SELECTED TEXT section start
1,057 Children

by Dec 7, 2021Health, NEWS ka-no-he-da0 comments


Editor’s Note: Vickie Bradley, Secretary of Public Health and Human Services spoke at a work session on Indian Child Welfare Act conducted by Tribal Council on October 26, 2021. The following is a transcription of her presentation.

I’m going to talk about why we have 1,057 children that have child abuse reports in the last year. It’s a conversation that we avoid in this community. It’s about child abuse, neglect, trauma, generational trauma, and parenting skills. If we look at the reports that were screened-in for investigation: drug exposed infants, involve neglect physical abuse, sexual abuse, involved dependency, domestic violence, substance abuse, all kinds of other matters and these are happening in homes across this Boundary.

They’re happening, unfortunately, in grandparents’ homes. They are happening in fathers’ homes; mothers’ homes; uncles’ homes, aunts’ homes, sisters’, brothers’. They are our children. The conversation that we need to be having is had we stop perpetration on children in this community. That’s the conversation that we must get to.

Our teams work hard. Do we have some issues with some of our employees at times? Yes, we address those. We have those hard conversations, address behaviors, and expectations.

Out of 1057 children, some of those are screened in, some are investigated, but of all the children that we place, and we average anywhere from 60 to 100 children in custody at any moment. Right now we have 14 off Boundary but if you drill down into those, those are places… they’re off-Boundary because there are services we don’t have. And your right. It’s a huge umbrella as Hannah mentioned. We have this huge bell curve, and we have those isolated cases of people and children that we can’t meet their needs currently because we don’t have a pediatric facility. We don’t have autism homes on the Boundary. There are number of things that we don’t have.

We really don’t have as a grassroots effort for people to say we’re not going to tolerate this anymore. We’re going to stop allowing our children in our homes to be perpetrated, to be sexually abused, to be neglected, to be allowed to be in places where things are happening in our homes that children should never witness and see. Until we can get to that level, we’re going to see this and we’re going to deal with it for generations.

I appreciate your words, council member Teresa (Big Cove Representative McCoy). There are things that children witness…you said this earlier today…in homes they should never witness. Until we are willing to draw a hard line in our own families, until we can stop that generational trauma, we’re going to continue to deal with this and there’s no way you can find enough facilities to deal with this. There is no way.

We have a number of grants in PHHS. We have the CDC opioid strategy. We are in the 4th year. Our strategic plan is addressing stigma on mental health and seeking mental health. And you talk about first responders and the stories; the things that our team members at Family Safety, Heart to Heart, Domestic Violence (program) even Tribal Home Care Services must see, witness, and report nauseate you honestly and at the hands of family members that should be nurturing and caring.
SELECTED TEXT section end
EXERCISE DATA section start
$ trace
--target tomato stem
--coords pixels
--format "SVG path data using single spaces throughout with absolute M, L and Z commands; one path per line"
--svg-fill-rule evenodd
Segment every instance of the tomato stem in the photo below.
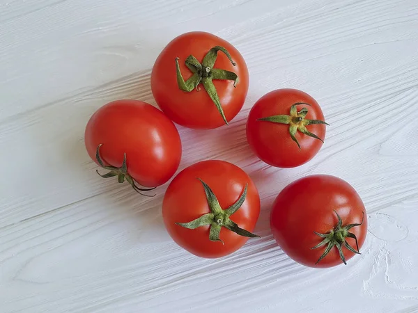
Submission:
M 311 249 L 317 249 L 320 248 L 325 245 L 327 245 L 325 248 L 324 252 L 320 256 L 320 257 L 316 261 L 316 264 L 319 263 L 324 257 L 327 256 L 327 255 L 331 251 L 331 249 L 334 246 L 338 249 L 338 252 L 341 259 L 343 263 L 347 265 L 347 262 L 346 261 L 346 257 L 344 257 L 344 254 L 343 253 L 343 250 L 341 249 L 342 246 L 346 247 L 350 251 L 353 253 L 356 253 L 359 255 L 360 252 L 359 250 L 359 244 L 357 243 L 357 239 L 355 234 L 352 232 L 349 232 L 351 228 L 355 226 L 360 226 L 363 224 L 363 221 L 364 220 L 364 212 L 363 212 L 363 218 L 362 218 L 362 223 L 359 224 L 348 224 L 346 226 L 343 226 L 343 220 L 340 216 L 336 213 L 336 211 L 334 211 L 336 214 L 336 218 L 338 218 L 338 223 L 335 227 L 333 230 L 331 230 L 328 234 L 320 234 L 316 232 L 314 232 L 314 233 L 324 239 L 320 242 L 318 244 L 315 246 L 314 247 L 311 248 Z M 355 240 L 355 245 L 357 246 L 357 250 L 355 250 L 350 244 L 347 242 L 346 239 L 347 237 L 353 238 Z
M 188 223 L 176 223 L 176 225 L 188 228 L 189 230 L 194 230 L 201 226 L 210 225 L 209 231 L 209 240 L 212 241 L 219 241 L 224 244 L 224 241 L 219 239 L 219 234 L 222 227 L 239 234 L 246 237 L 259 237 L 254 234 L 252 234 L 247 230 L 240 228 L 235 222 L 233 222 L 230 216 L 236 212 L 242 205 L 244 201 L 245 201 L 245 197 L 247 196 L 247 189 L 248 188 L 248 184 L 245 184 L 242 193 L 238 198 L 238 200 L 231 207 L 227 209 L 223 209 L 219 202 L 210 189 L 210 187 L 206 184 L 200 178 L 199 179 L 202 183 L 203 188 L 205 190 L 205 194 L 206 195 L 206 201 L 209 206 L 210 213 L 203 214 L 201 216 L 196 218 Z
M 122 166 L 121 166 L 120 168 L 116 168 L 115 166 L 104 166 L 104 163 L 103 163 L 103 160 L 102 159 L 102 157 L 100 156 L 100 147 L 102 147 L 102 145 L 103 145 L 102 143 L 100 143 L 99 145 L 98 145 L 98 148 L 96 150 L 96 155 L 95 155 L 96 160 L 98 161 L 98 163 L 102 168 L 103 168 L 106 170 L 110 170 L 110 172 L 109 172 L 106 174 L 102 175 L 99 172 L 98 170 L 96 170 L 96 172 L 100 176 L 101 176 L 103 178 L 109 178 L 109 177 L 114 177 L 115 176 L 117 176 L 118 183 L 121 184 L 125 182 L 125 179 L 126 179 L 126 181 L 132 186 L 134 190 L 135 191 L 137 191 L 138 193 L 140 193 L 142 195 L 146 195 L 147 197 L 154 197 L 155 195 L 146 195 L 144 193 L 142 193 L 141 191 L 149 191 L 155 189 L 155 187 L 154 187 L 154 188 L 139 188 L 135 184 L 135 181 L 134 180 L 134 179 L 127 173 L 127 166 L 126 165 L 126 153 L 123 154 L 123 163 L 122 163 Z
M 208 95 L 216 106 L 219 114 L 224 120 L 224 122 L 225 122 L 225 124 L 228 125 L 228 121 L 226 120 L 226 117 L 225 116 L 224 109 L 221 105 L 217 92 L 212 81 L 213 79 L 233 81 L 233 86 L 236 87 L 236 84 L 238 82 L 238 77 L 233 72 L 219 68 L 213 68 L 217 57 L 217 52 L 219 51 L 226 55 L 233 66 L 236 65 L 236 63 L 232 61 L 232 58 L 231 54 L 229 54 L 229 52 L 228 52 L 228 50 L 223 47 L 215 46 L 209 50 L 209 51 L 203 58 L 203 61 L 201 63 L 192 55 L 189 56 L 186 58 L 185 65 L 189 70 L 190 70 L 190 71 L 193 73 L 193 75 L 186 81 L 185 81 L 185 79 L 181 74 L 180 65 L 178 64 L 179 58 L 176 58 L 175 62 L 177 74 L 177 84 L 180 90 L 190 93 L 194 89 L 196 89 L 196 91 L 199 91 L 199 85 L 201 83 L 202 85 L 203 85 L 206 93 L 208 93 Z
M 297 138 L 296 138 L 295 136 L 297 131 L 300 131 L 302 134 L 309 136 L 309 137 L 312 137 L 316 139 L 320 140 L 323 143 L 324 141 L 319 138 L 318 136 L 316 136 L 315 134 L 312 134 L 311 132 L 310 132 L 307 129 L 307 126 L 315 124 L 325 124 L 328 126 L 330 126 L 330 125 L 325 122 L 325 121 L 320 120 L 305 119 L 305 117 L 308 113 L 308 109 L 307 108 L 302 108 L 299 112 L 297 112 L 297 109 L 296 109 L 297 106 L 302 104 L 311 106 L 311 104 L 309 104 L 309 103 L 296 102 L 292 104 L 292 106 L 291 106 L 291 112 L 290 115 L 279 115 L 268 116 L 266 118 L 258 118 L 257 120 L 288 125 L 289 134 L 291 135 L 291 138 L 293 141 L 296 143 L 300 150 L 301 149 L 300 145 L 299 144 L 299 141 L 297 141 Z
EXERCISE DATA section end
EXERCISE DATA section start
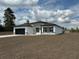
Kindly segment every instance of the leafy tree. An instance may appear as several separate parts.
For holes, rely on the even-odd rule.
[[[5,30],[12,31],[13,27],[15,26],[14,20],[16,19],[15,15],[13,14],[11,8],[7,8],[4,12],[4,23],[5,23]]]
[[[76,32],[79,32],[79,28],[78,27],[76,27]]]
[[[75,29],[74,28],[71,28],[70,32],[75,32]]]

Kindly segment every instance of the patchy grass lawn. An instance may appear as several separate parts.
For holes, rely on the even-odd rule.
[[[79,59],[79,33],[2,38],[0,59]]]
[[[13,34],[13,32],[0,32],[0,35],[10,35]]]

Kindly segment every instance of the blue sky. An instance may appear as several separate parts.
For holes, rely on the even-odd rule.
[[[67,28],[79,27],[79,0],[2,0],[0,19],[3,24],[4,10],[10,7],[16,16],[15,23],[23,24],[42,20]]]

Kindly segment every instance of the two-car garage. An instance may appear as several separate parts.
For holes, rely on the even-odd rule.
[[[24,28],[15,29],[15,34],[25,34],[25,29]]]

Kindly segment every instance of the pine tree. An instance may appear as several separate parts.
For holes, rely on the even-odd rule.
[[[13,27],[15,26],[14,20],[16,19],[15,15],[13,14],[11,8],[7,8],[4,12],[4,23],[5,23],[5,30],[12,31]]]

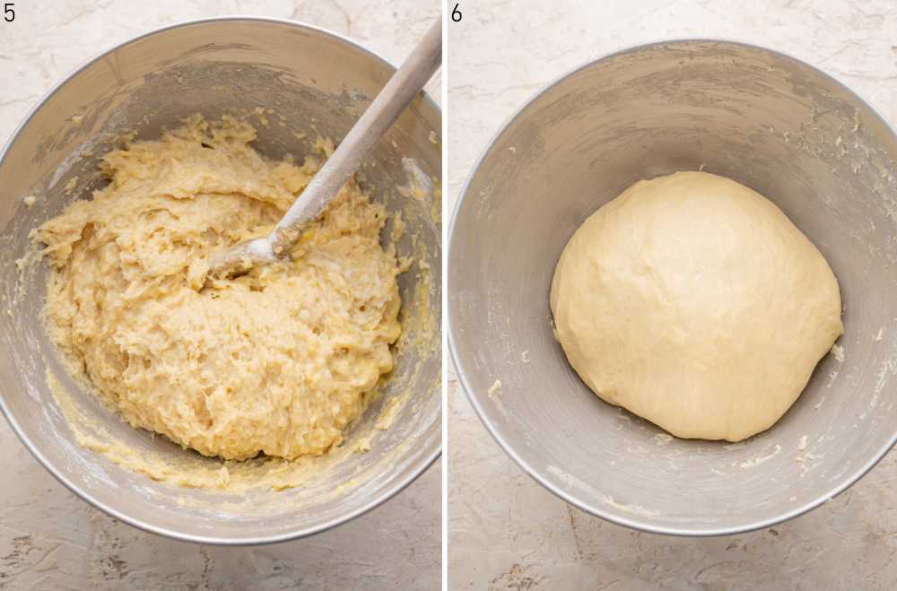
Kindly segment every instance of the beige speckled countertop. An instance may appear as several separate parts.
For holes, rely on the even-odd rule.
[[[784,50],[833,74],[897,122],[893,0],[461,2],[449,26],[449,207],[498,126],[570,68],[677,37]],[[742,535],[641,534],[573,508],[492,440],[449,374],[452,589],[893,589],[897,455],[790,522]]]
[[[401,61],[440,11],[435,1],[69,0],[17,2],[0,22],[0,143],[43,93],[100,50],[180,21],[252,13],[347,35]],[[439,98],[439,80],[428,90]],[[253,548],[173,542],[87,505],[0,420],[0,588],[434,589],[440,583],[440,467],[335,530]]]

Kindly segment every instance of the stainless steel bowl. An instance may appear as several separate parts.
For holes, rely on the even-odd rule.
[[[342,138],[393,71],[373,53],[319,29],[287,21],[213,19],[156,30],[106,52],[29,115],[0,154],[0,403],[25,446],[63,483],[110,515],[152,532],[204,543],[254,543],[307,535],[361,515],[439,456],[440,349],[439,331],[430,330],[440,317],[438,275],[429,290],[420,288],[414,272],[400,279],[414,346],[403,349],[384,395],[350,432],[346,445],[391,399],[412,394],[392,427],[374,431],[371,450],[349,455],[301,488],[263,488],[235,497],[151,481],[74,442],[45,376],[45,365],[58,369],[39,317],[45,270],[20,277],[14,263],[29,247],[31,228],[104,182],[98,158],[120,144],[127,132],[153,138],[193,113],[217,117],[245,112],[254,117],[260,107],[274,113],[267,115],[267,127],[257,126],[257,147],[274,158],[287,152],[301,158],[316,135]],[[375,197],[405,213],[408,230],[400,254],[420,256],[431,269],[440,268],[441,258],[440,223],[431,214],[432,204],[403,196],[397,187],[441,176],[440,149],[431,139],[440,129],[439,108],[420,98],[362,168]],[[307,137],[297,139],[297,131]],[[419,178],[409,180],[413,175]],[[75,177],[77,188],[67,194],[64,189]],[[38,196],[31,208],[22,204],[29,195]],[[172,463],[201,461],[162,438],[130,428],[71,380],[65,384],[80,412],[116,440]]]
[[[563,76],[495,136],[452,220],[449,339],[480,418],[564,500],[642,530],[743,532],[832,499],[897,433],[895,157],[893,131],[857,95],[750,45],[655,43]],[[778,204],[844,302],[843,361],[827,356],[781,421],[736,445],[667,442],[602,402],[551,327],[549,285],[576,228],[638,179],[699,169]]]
EXERCISE DATA section end
* [ACTIVITY LIST]:
1. Could you write out the stretch of the child abuse remarks from "I’m going to" through "must get to."?
2. Can you condense the paragraph of the child abuse remarks that begins "We have a number of grants in PHHS" into a short list that keeps its main facts?

* [ANSWER SET]:
1.
I’m going to talk about why we have 1,057 children that have child abuse reports in the last year. It’s a conversation that we avoid in this community. It’s about child abuse, neglect, trauma, generational trauma, and parenting skills. If we look at the reports that were screened-in for investigation: drug exposed infants, involve neglect physical abuse, sexual abuse, involved dependency, domestic violence, substance abuse, all kinds of other matters and these are happening in homes across this Boundary.

They’re happening, unfortunately, in grandparents’ homes. They are happening in fathers’ homes; mothers’ homes; uncles’ homes, aunts’ homes, sisters’, brothers’. They are our children. The conversation that we need to be having is had we stop perpetration on children in this community. That’s the conversation that we must get to.

2.
- PHHS has a number of grants, including the CDC opioid strategy, now in its 4th year.
- Its strategic plan addresses stigma on mental health and on seeking mental health.
- Team members at Family Safety, Heart to Heart, the Domestic Violence program and even Tribal Home Care Services must see, witness and report nauseating things done by family members who should be nurturing and caring.